==== Supplied data ====
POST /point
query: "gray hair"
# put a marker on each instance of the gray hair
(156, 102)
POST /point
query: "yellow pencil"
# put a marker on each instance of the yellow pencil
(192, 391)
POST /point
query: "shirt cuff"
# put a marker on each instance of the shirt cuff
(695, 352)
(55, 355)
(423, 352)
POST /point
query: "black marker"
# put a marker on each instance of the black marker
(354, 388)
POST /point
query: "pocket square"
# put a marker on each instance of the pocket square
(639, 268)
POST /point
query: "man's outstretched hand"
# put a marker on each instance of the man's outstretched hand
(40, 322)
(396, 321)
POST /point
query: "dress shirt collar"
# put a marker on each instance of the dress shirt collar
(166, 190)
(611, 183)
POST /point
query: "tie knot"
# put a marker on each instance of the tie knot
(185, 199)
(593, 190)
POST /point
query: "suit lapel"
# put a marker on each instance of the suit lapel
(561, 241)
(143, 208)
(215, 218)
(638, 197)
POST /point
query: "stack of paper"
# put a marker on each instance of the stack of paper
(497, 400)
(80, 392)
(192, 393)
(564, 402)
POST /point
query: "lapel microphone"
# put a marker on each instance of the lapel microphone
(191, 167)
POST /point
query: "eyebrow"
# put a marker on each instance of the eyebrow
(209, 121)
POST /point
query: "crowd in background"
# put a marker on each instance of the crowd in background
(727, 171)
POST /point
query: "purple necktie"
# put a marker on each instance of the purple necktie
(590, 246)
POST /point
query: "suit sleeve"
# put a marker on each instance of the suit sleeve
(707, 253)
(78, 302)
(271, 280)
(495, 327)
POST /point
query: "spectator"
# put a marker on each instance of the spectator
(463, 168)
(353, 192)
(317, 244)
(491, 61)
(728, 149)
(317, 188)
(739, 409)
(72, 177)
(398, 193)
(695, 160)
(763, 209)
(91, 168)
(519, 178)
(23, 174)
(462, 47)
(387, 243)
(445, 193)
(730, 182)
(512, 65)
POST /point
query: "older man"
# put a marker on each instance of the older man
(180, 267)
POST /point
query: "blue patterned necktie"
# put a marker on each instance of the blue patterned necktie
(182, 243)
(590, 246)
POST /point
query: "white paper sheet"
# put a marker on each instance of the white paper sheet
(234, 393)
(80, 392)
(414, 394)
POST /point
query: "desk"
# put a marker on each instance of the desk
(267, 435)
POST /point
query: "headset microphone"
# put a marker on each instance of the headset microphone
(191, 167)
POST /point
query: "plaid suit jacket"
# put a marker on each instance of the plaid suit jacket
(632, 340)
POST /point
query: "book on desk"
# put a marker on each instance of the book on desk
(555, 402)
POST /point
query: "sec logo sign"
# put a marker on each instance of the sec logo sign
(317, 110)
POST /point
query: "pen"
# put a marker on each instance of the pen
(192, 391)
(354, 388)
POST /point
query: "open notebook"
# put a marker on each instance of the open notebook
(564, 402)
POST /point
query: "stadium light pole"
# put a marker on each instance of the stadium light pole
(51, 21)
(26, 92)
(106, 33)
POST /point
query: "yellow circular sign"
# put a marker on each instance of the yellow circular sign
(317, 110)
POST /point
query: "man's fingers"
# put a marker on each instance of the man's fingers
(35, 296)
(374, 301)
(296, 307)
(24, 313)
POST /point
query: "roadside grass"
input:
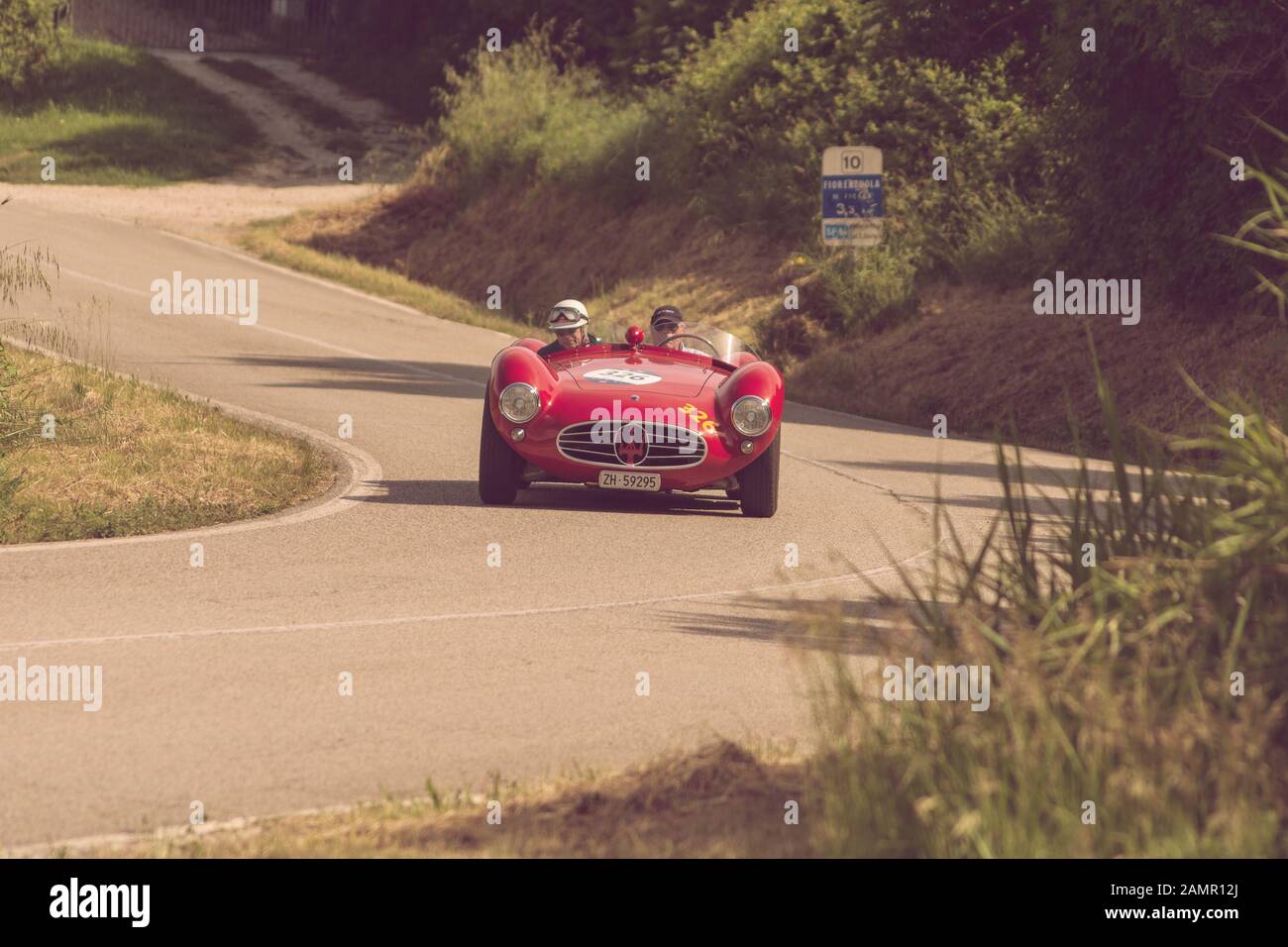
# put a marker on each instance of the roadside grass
(115, 115)
(128, 459)
(721, 800)
(622, 265)
(342, 134)
(982, 359)
(1137, 705)
(267, 241)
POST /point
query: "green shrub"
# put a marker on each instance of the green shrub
(868, 285)
(29, 44)
(1266, 232)
(1111, 684)
(1005, 241)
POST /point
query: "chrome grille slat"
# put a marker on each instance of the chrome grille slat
(665, 446)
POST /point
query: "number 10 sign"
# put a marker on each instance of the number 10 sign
(853, 196)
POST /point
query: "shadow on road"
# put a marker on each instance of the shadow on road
(549, 497)
(344, 372)
(831, 625)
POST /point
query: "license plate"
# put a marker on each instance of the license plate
(617, 479)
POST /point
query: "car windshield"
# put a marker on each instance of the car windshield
(706, 341)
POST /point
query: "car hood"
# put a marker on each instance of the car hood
(644, 375)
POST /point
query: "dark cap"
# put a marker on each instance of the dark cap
(666, 313)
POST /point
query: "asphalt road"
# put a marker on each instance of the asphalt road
(220, 684)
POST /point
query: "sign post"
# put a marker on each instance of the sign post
(853, 196)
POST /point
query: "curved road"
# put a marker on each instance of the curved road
(220, 684)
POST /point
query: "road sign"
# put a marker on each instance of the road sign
(853, 196)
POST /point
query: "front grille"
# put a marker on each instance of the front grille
(614, 444)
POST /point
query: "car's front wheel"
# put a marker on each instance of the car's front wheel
(758, 483)
(498, 464)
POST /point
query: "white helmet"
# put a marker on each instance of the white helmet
(567, 313)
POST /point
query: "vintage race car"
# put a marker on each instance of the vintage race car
(703, 415)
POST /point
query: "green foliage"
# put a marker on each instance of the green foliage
(115, 115)
(29, 44)
(867, 287)
(520, 114)
(1111, 684)
(1266, 232)
(1003, 240)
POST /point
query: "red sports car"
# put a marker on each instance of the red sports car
(702, 415)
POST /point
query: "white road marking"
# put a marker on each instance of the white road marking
(464, 616)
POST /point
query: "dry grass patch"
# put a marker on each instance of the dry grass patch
(982, 357)
(552, 243)
(129, 459)
(721, 800)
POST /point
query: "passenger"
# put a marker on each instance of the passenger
(668, 321)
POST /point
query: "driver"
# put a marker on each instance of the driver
(568, 321)
(668, 321)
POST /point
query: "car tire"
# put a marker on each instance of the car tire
(758, 483)
(498, 464)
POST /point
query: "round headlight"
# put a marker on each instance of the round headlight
(751, 415)
(520, 402)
====
Please select and copy every line in the data above that contains the string "microphone". Matching is case-sensitive.

query: "lapel microphone"
# put a marker on each instance of the lapel microphone
query: "headset microphone"
# put a marker on each instance of the headset microphone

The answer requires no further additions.